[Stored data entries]
________

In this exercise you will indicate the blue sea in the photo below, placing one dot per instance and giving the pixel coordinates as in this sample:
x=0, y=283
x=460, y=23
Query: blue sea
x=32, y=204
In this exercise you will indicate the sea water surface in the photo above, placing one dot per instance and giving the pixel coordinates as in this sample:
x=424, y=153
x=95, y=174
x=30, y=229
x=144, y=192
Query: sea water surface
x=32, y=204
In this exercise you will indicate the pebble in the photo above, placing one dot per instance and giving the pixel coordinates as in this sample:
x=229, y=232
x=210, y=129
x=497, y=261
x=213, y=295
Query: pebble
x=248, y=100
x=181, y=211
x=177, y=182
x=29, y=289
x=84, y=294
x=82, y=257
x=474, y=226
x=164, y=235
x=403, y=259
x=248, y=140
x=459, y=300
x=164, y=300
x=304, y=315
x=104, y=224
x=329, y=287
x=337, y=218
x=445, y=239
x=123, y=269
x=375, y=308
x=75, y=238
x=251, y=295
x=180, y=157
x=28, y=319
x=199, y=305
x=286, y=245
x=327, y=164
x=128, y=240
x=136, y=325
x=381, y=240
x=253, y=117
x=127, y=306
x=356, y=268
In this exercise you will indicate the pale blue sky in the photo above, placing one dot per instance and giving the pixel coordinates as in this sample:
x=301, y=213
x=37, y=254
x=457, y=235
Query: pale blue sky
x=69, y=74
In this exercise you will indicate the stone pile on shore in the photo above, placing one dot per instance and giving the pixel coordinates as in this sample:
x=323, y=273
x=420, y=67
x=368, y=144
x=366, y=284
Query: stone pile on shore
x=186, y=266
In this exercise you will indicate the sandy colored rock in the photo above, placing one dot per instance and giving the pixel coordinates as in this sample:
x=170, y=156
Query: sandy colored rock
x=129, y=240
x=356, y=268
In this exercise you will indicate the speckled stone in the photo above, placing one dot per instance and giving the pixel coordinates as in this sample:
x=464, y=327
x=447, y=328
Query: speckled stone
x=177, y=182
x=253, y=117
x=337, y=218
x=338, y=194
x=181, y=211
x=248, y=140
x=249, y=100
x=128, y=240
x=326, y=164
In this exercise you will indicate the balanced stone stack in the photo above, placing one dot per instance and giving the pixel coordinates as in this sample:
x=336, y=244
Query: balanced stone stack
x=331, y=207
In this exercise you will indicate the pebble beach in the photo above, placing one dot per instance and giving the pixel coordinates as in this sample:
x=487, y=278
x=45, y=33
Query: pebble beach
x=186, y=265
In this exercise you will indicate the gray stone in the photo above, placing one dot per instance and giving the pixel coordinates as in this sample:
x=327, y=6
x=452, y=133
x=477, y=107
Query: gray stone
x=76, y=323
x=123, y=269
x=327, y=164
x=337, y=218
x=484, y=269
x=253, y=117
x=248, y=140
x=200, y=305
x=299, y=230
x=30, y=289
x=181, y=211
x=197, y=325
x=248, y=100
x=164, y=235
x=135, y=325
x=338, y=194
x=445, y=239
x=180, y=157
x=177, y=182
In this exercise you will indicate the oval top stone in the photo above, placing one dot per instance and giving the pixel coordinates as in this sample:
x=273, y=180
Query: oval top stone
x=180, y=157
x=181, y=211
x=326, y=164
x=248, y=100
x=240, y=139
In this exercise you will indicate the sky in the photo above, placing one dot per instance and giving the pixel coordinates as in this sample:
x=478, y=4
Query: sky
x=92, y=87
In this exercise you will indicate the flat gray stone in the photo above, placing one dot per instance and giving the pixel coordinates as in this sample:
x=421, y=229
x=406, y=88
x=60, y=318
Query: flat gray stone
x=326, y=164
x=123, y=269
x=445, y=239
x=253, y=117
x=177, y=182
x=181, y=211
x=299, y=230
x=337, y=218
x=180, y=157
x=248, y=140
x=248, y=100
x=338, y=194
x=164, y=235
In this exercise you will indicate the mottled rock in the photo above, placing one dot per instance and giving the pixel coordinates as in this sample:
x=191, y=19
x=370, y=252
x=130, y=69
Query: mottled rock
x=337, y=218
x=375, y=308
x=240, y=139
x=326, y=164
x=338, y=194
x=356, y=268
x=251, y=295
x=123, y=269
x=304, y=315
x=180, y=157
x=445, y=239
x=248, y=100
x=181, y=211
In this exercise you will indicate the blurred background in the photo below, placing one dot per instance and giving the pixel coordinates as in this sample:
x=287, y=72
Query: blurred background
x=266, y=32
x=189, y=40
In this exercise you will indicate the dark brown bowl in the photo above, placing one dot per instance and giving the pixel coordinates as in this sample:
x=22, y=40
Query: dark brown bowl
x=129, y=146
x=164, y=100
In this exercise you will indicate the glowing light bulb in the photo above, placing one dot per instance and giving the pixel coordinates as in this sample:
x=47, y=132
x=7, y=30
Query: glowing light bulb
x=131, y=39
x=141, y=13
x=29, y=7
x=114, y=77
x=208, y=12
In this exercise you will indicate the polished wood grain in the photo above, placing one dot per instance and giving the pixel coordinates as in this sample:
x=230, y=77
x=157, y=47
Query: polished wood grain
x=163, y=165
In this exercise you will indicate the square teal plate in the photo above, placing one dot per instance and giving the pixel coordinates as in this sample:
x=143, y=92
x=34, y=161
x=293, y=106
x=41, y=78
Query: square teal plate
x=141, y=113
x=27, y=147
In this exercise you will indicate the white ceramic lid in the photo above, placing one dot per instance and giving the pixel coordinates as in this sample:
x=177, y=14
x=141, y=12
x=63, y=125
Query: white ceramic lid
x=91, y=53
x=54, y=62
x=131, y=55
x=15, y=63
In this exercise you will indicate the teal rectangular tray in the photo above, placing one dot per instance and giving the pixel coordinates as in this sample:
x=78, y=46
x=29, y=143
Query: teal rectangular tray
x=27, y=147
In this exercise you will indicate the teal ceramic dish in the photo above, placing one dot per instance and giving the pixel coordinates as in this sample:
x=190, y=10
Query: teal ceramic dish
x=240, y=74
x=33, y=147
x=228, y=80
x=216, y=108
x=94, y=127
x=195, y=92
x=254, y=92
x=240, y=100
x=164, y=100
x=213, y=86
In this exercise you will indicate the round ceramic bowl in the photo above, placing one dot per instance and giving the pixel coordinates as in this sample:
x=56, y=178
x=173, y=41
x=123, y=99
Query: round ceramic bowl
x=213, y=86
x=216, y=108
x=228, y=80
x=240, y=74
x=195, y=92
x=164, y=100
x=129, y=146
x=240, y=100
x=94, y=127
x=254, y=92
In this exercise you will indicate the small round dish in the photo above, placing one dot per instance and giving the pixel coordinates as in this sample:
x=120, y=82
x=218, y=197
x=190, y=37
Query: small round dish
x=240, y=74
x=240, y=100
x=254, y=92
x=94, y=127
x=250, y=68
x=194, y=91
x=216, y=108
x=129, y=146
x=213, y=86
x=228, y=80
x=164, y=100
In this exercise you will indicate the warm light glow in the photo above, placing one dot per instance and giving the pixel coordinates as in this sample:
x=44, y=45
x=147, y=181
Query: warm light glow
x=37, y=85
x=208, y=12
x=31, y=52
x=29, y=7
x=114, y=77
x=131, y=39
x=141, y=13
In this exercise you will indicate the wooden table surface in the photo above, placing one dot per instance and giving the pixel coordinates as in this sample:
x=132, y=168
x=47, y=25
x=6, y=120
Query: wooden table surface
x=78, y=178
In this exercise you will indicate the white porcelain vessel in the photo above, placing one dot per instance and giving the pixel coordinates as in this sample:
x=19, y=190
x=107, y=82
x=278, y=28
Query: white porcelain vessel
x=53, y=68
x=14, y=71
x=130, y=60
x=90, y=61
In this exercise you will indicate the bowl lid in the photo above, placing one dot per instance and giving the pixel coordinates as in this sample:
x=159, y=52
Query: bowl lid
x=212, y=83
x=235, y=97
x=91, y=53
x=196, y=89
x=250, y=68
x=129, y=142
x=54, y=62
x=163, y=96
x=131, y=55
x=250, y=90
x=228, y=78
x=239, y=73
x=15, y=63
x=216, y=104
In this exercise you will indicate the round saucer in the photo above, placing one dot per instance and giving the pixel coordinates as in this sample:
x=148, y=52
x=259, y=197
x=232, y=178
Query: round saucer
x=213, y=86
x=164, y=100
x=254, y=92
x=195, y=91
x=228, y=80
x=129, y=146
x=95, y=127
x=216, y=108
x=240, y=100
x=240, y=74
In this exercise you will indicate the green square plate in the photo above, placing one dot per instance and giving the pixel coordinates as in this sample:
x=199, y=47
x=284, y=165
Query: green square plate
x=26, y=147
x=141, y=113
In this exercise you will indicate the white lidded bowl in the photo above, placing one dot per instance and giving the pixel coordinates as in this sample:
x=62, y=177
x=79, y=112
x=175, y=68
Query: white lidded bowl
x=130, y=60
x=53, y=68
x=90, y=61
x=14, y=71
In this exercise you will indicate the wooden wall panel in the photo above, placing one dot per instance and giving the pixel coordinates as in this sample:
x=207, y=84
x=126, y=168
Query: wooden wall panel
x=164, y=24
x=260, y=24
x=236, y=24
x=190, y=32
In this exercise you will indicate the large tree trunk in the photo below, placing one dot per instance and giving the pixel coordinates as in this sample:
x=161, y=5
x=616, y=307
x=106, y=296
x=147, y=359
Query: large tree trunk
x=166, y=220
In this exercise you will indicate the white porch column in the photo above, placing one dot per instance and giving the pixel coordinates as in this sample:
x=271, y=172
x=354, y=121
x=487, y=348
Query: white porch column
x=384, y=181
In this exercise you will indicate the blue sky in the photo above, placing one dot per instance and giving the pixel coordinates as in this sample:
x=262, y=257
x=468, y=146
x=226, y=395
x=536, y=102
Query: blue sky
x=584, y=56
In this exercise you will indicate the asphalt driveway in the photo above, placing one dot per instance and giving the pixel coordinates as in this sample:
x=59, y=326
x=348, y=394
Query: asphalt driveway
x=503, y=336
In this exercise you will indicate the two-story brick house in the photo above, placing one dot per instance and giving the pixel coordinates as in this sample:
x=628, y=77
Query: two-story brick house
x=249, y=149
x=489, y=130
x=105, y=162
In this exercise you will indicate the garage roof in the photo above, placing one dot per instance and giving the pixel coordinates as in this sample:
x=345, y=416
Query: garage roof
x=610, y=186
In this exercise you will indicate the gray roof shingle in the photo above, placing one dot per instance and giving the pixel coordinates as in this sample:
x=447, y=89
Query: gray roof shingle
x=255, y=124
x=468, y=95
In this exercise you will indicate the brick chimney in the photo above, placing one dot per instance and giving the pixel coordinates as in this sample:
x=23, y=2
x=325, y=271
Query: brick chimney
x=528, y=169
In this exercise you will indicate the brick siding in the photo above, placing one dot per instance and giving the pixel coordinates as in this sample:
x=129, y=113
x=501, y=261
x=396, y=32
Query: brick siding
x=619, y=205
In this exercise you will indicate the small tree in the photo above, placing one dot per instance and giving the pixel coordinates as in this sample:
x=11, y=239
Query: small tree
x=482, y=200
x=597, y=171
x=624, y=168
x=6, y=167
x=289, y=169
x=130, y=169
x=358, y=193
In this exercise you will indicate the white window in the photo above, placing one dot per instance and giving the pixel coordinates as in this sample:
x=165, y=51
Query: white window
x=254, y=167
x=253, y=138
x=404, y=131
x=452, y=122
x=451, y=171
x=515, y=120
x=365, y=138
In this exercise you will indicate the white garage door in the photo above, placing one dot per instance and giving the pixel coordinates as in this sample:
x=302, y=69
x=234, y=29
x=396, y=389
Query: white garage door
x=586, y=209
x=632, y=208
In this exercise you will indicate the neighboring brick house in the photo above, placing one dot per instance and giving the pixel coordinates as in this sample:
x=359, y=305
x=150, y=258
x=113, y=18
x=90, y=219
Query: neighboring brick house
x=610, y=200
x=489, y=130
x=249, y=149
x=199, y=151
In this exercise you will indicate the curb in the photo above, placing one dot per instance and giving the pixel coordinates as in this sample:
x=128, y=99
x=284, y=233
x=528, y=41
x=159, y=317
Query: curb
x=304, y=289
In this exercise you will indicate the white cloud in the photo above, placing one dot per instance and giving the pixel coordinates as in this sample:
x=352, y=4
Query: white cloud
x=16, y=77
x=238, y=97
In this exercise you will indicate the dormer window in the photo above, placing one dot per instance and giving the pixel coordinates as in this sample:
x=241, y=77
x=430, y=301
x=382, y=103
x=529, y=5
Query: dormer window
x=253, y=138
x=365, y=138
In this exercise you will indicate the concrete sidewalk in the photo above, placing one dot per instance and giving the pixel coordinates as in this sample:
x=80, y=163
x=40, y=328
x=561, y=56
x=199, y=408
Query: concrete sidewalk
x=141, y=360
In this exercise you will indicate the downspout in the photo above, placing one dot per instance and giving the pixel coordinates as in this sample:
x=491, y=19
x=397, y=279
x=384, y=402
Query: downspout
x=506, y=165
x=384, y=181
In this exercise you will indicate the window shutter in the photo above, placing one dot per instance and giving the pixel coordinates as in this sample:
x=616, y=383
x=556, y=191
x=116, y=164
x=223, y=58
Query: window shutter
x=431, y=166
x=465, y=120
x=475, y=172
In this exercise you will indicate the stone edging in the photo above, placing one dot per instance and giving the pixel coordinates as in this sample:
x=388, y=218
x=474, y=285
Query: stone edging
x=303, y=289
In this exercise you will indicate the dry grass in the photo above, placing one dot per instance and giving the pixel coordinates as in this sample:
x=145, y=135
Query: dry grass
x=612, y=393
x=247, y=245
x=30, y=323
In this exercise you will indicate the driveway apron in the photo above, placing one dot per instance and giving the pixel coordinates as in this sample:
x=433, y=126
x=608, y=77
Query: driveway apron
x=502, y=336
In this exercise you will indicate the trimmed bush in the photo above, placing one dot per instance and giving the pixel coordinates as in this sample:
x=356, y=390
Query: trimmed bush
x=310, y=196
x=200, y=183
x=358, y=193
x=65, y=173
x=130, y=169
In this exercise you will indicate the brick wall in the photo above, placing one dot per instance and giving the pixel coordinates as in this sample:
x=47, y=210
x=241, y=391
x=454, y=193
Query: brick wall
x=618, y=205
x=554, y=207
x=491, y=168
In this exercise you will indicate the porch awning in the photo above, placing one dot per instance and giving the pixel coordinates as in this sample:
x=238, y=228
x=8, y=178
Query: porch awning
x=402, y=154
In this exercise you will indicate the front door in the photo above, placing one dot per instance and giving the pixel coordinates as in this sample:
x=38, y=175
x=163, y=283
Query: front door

________

Return only the lines between the one holding "Query: window shutter" and the one holding "x=474, y=285", inclusive, exactly as they appear above.

Query: window shutter
x=431, y=166
x=465, y=120
x=475, y=172
In this exercise you will indicate the stone edging in the photo above, placing one dot per instance and giving the pixel coordinates as in this sample:
x=388, y=218
x=474, y=285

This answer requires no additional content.